#### [WHAT YOU NEED TO DO]
a – In the article on the Dandy Pat memorial, write out the passage starting with "So popular and" and going on through "of the district.".
b – Using the article on the Dandy Pat memorial, explain why Patrick Byrne was nicknamed "Dandy Pat."
c – According to the article on the Dandy Pat memorial, where was Patrick Byrne born?

#### [SELECTED TEXT]
::::
RESTORED MEMORIAL

HONOURS ONE OF SCOTLAND ROAD'S FINEST


Dandy Pat Memorial

The Lord Mayor of Liverpool, Councillor Joe Devaney, unveiling the restored monument

A restored memorial honouring one of Scotland Road's most famous sons has, been officially unveiled in the area.

The memorial to Irish-born Victorian city councillor and philanthropist Patrick Byrne - nicknamed 'Dandy Pat' has been moved to a new site in the grounds of the Grade 2 listed St Anthony's Church which has been a landmark on Scotland Road since the middle of the last century.

The Lord Mayor of Liverpool, Councillor Joe Devaney, was the VIP guest at the unveiling ceremony that was also attended by some of Dandy Pat's descendants who travelled from lreland for the occasion.

The memorial has been restored with the help of funding from North Liverpool Partnership and the Irish Fund of Great Britain and donations from businesses and residents in the area.

Dandy Pat - so called because of his fashionable clothes - was born in the village of Ferns in County Wexford in 1845. He sailed for Liverpool in 1862, arriving in the city with just a few pennies in his pocket.

He worked as a dock labourer for three years - frequently speaking out against the appalling conditions - before becoming a publican.

So popular and successful was he as a landlord that he soon acquired the much larger Morning Star pub Scotland Place. This became his flagship and he went on to acquire other pubs and property throughout the city.

Despite this success in business, Dandy Pat remained a man of the people living at the Morning Star, which became a centre of charitable work for the poor of the district.
::::
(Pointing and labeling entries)
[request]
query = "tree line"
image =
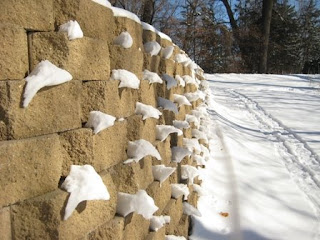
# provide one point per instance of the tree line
(243, 36)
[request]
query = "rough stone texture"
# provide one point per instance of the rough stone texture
(29, 167)
(105, 96)
(109, 231)
(13, 51)
(131, 177)
(160, 194)
(85, 58)
(29, 14)
(78, 148)
(109, 146)
(53, 109)
(136, 227)
(95, 20)
(130, 59)
(5, 224)
(41, 217)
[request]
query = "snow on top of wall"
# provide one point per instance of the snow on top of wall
(72, 28)
(139, 149)
(127, 79)
(140, 203)
(147, 111)
(45, 74)
(124, 40)
(83, 183)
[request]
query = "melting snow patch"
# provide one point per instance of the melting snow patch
(83, 183)
(140, 203)
(73, 29)
(152, 77)
(147, 111)
(124, 40)
(45, 74)
(139, 149)
(100, 121)
(161, 172)
(164, 130)
(126, 78)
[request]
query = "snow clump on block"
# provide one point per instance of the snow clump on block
(167, 52)
(45, 74)
(161, 172)
(140, 203)
(147, 111)
(190, 210)
(163, 131)
(100, 121)
(167, 105)
(83, 183)
(139, 149)
(153, 48)
(152, 77)
(179, 153)
(189, 172)
(171, 82)
(181, 100)
(179, 189)
(124, 40)
(126, 78)
(181, 124)
(73, 29)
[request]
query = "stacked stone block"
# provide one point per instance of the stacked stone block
(38, 144)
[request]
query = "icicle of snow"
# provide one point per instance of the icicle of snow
(167, 52)
(126, 78)
(104, 3)
(139, 149)
(157, 222)
(83, 183)
(190, 210)
(45, 74)
(181, 124)
(180, 80)
(152, 77)
(179, 189)
(124, 40)
(147, 111)
(73, 29)
(189, 172)
(181, 100)
(167, 105)
(153, 48)
(163, 131)
(171, 82)
(161, 172)
(192, 144)
(140, 203)
(99, 121)
(178, 153)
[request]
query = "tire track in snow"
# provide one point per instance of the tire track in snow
(300, 160)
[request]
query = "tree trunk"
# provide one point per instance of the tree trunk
(266, 18)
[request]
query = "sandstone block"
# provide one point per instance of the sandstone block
(108, 231)
(5, 224)
(95, 20)
(77, 148)
(29, 14)
(53, 109)
(131, 177)
(13, 51)
(29, 167)
(41, 217)
(85, 58)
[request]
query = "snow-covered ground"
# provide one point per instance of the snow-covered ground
(263, 181)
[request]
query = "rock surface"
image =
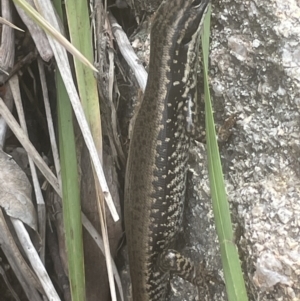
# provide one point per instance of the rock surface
(254, 74)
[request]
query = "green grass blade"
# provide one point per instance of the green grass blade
(70, 188)
(81, 36)
(234, 281)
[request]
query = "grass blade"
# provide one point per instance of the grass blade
(234, 281)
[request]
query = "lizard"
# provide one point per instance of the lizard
(155, 178)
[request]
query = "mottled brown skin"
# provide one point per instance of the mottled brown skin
(158, 154)
(147, 6)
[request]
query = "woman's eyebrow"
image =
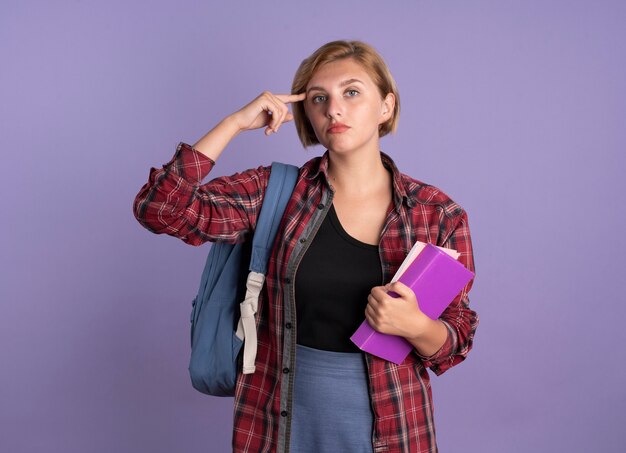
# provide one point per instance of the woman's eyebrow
(342, 84)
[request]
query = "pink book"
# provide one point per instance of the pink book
(436, 278)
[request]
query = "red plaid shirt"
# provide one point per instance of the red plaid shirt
(175, 202)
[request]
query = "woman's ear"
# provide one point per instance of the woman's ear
(389, 102)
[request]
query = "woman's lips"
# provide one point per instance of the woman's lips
(337, 128)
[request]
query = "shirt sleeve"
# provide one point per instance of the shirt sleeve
(174, 201)
(459, 319)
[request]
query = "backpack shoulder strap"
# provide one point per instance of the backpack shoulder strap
(277, 194)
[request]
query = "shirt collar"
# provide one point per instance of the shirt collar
(318, 168)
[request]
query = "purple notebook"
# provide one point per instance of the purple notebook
(436, 279)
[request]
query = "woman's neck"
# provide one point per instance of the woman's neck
(358, 175)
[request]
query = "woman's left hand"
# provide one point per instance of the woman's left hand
(395, 315)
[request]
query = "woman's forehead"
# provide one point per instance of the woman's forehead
(339, 73)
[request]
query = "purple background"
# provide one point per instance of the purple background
(515, 109)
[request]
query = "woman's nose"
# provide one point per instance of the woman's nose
(334, 108)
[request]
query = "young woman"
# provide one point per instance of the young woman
(351, 220)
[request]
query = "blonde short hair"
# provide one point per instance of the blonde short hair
(360, 52)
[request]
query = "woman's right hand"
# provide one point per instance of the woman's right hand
(268, 109)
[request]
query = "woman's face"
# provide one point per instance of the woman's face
(345, 108)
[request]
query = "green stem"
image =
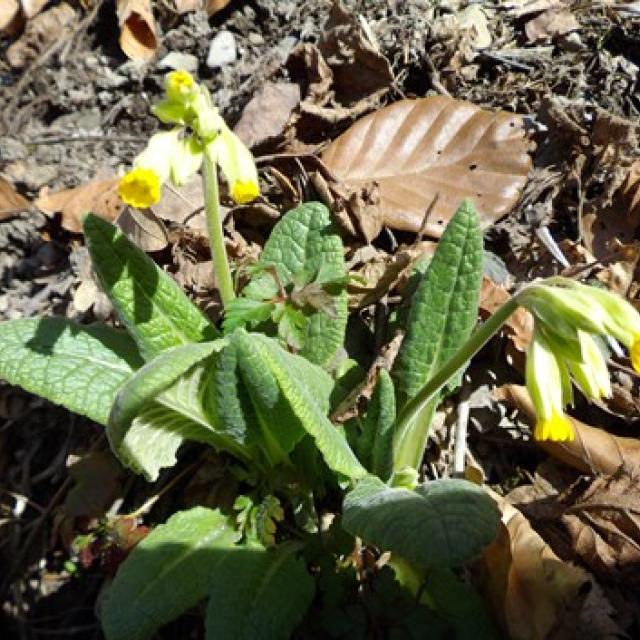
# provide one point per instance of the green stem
(412, 424)
(216, 236)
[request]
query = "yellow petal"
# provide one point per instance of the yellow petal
(635, 354)
(243, 192)
(557, 428)
(140, 187)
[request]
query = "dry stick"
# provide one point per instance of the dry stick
(66, 35)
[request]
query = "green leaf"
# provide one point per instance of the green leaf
(442, 315)
(304, 242)
(161, 406)
(376, 442)
(167, 573)
(291, 378)
(257, 593)
(79, 367)
(441, 523)
(148, 301)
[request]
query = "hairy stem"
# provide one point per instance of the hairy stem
(216, 236)
(412, 424)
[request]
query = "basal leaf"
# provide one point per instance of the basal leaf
(416, 150)
(258, 593)
(301, 397)
(304, 243)
(149, 302)
(167, 573)
(79, 367)
(147, 439)
(442, 315)
(443, 523)
(376, 441)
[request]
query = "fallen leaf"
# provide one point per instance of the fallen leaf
(39, 34)
(533, 593)
(603, 522)
(144, 228)
(137, 29)
(592, 451)
(519, 326)
(550, 24)
(10, 17)
(415, 149)
(100, 196)
(32, 8)
(183, 205)
(11, 202)
(267, 113)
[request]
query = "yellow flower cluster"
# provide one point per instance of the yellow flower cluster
(566, 348)
(177, 154)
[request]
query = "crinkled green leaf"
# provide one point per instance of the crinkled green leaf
(441, 523)
(258, 594)
(376, 441)
(167, 573)
(443, 313)
(79, 367)
(305, 243)
(302, 399)
(160, 407)
(148, 301)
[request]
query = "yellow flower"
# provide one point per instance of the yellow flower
(237, 165)
(591, 374)
(243, 192)
(140, 187)
(556, 427)
(546, 379)
(178, 85)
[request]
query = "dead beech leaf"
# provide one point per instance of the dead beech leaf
(415, 149)
(519, 326)
(267, 113)
(144, 228)
(39, 34)
(535, 594)
(551, 23)
(604, 526)
(11, 202)
(592, 451)
(32, 8)
(100, 196)
(138, 37)
(10, 16)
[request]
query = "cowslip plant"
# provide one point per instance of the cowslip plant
(261, 391)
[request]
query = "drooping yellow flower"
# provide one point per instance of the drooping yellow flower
(140, 187)
(237, 164)
(546, 378)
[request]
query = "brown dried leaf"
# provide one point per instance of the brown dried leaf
(415, 149)
(11, 202)
(39, 34)
(604, 526)
(550, 24)
(535, 594)
(267, 113)
(519, 326)
(32, 8)
(10, 16)
(592, 451)
(144, 228)
(100, 196)
(137, 29)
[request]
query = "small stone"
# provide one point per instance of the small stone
(222, 50)
(179, 62)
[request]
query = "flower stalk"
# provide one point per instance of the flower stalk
(216, 235)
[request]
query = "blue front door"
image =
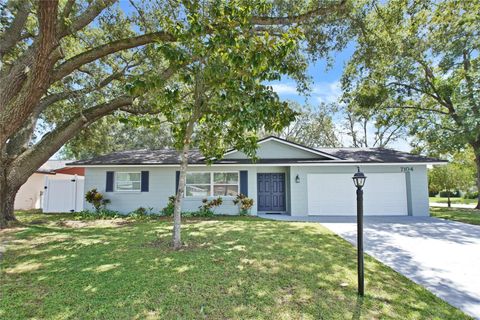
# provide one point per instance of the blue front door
(271, 191)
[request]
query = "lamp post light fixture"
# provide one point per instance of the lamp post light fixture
(359, 181)
(297, 179)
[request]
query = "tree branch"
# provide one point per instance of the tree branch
(13, 34)
(321, 11)
(91, 55)
(35, 156)
(15, 106)
(85, 18)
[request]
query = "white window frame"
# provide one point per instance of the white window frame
(212, 183)
(116, 181)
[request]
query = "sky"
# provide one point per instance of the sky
(325, 87)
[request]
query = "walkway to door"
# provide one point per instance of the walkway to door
(441, 255)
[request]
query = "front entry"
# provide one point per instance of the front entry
(271, 192)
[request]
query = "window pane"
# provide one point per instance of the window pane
(197, 191)
(225, 177)
(127, 185)
(198, 177)
(225, 190)
(128, 181)
(128, 176)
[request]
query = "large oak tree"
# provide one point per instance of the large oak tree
(64, 65)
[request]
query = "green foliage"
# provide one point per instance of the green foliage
(416, 64)
(471, 195)
(208, 206)
(96, 199)
(244, 203)
(168, 210)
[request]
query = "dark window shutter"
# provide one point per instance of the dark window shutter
(244, 182)
(177, 180)
(109, 183)
(145, 177)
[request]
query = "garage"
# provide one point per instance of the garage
(334, 194)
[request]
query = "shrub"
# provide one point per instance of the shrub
(453, 194)
(141, 213)
(244, 204)
(208, 207)
(471, 195)
(96, 199)
(168, 210)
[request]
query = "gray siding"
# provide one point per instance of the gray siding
(418, 180)
(276, 150)
(162, 185)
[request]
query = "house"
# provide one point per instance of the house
(30, 195)
(287, 178)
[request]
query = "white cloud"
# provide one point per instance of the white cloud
(285, 88)
(327, 92)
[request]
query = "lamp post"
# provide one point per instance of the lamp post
(359, 181)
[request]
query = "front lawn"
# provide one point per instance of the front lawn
(471, 216)
(231, 268)
(453, 200)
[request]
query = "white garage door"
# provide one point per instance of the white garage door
(334, 194)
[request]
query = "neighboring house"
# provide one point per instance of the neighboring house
(30, 195)
(287, 178)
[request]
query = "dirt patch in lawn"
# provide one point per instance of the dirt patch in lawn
(107, 223)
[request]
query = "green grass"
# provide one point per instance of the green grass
(471, 216)
(453, 200)
(231, 268)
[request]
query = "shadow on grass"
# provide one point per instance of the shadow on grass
(239, 268)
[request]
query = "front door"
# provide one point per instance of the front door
(271, 191)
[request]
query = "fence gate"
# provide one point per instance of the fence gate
(63, 195)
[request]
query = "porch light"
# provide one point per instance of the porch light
(359, 181)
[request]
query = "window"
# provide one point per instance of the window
(205, 184)
(128, 181)
(198, 184)
(225, 184)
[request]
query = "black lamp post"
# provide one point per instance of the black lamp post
(359, 181)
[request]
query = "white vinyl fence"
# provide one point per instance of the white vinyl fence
(64, 195)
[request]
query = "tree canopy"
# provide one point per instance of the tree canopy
(417, 64)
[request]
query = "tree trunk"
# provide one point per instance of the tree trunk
(477, 162)
(177, 212)
(7, 200)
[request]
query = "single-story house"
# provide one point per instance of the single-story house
(287, 178)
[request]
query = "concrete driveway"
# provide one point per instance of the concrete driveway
(441, 255)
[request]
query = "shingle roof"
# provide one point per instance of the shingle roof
(172, 157)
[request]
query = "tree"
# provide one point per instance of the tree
(449, 177)
(312, 127)
(118, 133)
(370, 130)
(418, 62)
(221, 102)
(65, 65)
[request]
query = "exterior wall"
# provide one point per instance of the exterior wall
(418, 195)
(276, 150)
(30, 194)
(162, 185)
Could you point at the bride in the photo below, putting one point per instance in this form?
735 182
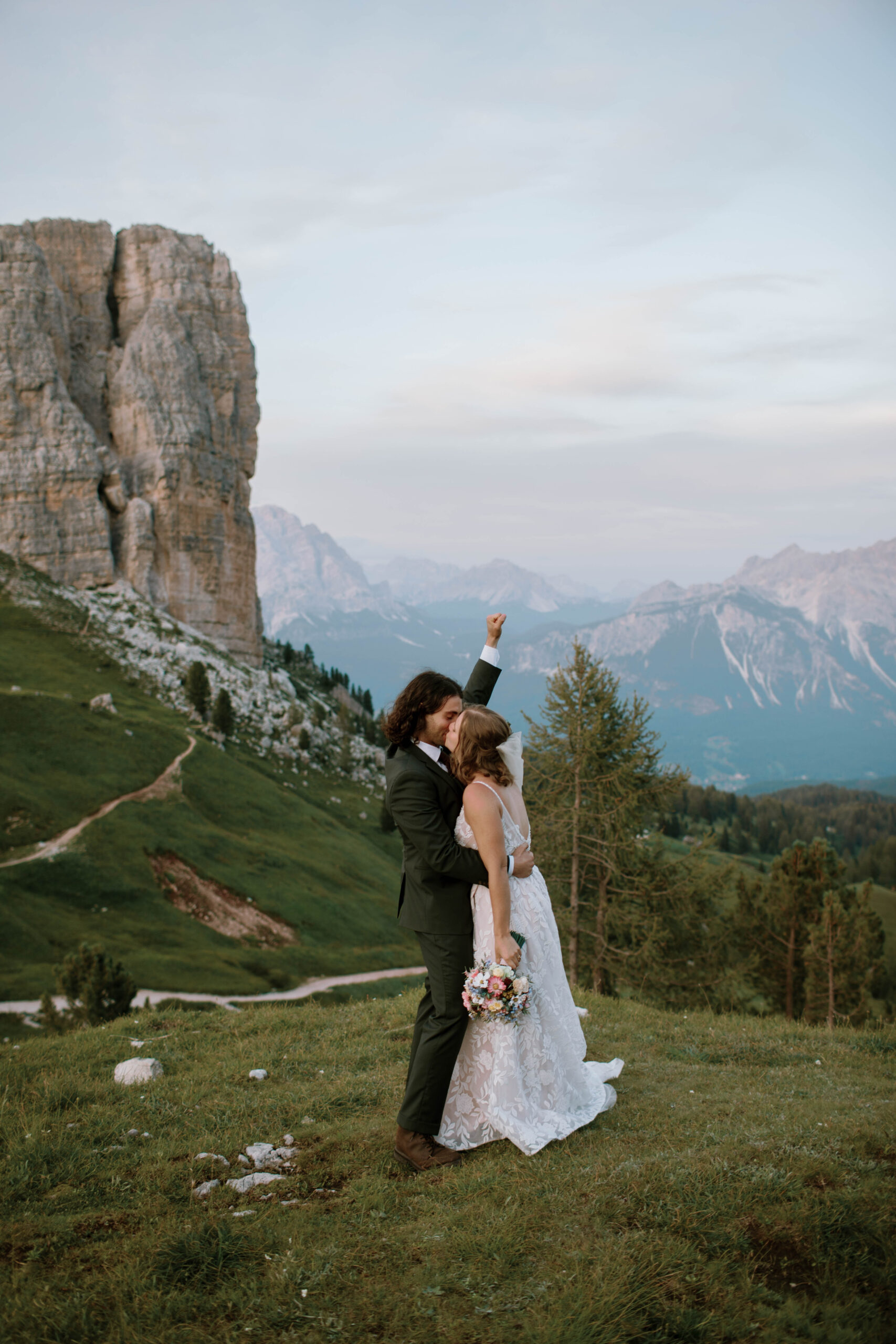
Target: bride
527 1081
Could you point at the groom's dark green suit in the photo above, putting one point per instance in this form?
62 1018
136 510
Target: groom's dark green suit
425 802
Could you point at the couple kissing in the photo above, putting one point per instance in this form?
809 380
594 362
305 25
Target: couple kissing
455 790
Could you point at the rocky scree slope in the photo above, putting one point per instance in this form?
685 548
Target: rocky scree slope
128 418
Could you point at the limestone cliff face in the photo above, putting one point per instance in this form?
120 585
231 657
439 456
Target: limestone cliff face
128 418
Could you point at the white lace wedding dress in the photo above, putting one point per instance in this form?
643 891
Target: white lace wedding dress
527 1081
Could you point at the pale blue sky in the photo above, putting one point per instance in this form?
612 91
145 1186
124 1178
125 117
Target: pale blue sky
601 287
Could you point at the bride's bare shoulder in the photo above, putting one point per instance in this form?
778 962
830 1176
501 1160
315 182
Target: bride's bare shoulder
479 802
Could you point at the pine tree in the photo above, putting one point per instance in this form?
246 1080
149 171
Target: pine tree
198 689
842 956
222 714
97 988
775 917
594 765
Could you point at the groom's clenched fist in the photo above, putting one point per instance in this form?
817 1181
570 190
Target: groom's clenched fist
495 624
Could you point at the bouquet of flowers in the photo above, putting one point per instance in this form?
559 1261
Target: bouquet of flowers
493 991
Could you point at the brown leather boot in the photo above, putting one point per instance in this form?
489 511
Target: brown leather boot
422 1152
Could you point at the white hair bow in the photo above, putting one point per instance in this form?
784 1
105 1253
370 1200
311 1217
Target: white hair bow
511 753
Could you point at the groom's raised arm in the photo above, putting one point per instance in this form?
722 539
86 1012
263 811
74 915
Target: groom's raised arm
487 671
417 811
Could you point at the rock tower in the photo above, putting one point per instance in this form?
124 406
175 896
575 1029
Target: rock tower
128 418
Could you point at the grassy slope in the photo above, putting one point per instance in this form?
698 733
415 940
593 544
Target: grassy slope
239 820
739 1191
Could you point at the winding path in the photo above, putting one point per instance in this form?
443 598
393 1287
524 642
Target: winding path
160 788
311 987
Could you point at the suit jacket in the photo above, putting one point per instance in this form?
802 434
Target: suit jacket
426 803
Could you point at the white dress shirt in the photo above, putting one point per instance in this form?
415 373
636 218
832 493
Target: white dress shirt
488 655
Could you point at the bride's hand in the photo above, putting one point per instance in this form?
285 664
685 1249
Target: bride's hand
507 951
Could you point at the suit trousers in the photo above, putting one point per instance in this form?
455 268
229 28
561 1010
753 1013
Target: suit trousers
438 1033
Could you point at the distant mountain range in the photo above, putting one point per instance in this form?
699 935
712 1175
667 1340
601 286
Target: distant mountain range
785 671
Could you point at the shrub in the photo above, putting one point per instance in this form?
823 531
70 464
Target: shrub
198 689
222 714
96 987
203 1257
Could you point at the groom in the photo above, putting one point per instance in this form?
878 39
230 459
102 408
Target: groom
425 800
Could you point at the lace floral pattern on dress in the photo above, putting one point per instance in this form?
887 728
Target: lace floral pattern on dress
527 1083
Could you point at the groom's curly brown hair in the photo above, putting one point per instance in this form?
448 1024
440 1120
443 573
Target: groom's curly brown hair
426 694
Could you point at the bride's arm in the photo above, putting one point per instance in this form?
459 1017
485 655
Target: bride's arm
483 812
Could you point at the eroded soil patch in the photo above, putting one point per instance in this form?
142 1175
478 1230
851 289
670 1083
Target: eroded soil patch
215 905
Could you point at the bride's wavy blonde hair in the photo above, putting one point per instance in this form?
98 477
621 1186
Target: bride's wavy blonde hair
480 734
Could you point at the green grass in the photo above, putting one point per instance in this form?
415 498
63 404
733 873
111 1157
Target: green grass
739 1191
248 823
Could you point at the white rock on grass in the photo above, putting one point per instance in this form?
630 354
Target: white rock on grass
262 1153
244 1183
138 1072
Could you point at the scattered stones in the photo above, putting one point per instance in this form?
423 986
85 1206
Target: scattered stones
260 1153
244 1183
138 1072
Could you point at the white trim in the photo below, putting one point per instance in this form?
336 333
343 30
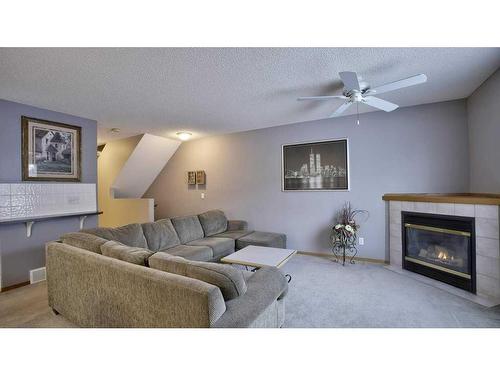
::::
#### [SOLUTIONS FOR EACH TASK]
a –
So popular and successful was he as a landlord that he soon acquired the much larger Morning Star pub Scotland Place. This became his flagship and he went on to acquire other pubs and property throughout the city.

Despite this success in business, Dandy Pat remained a man of the people living at the Morning Star, which became a centre of charitable work for the poor of the district.

b – Patrick Byrne was called "Dandy Pat" because of his fashionable clothes.

c – He was born in the village of Ferns in County Wexford.